__Text segment__:
-- START --
But what would happen if the door were opened to polygamy? Would we not find ourselves in a world utterly different from the one into which we were born? One might say, “I do not believe in it; I will never marry another.” But what about one’s spouse? What about the members of the opposite sex whom you may happen to meet? In every culture that allows polygamy, the pressure of the possibility of dalliance and marriage, no matter who you are (for it turns married men instantly into eligible bachelors), compels a severe separation of roles for men and women. Is that what we want?
How could we deny any combination of people who wish to “marry”? What of two so-called bisexual men, who want to “marry” one another and their shared wife? If homosexuals claim rights based upon their sexual actions, why not bisexuals? If the marital act is all about the fulfillment of one’s desires, how can even homosexual pseudogamy fulfill the bisexual? Does he or she not have the same “right” to fulfillment as the homosexual? On what grounds could we deny a marriage license to an adult brother and sister? Reasons of health? Not if one or both have been sterilized.
-- END --
__Dataset__:
-- START --
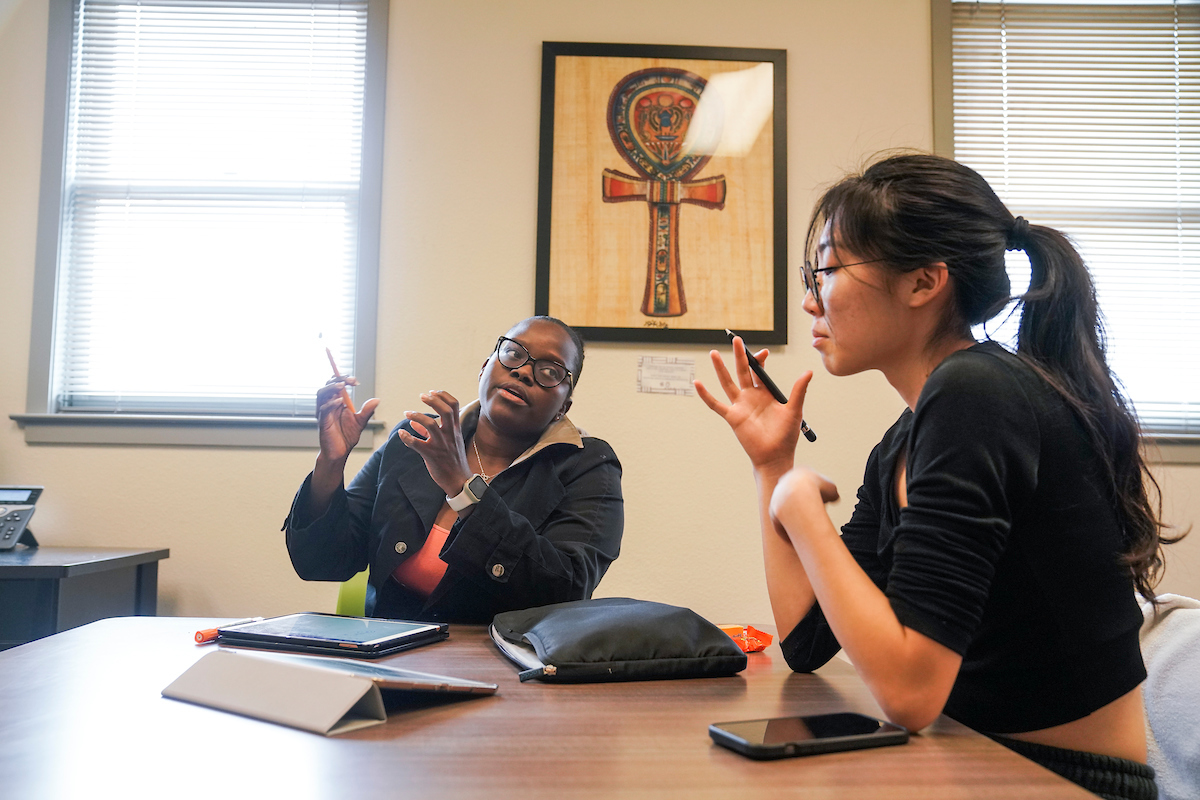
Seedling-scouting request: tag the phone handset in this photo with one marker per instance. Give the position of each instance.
(16, 511)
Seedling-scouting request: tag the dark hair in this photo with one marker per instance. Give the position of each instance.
(577, 367)
(915, 210)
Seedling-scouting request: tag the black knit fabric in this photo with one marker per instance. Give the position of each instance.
(1008, 552)
(1110, 777)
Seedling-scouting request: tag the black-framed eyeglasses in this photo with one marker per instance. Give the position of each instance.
(546, 373)
(813, 283)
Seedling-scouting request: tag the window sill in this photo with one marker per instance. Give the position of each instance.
(174, 429)
(1173, 450)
-- END --
__Exercise__: Write what comes next in the passage on polygamy and marriage, starting after its final sentence. These rows have nothing to do with the passage on polygamy and marriage.

__Answer below__:
Why stop here? What about people whose desires cannot be fulfilled unless they perform sexual actions in public? Or with animals? Or with precocious children? Logic requires an answer. If you affirm the false principle, you must go where that principle leads. As for now, the only thing preventing the collapse of all sexual constraints is a residual feeling of disgust. That is one rickety door to batter down.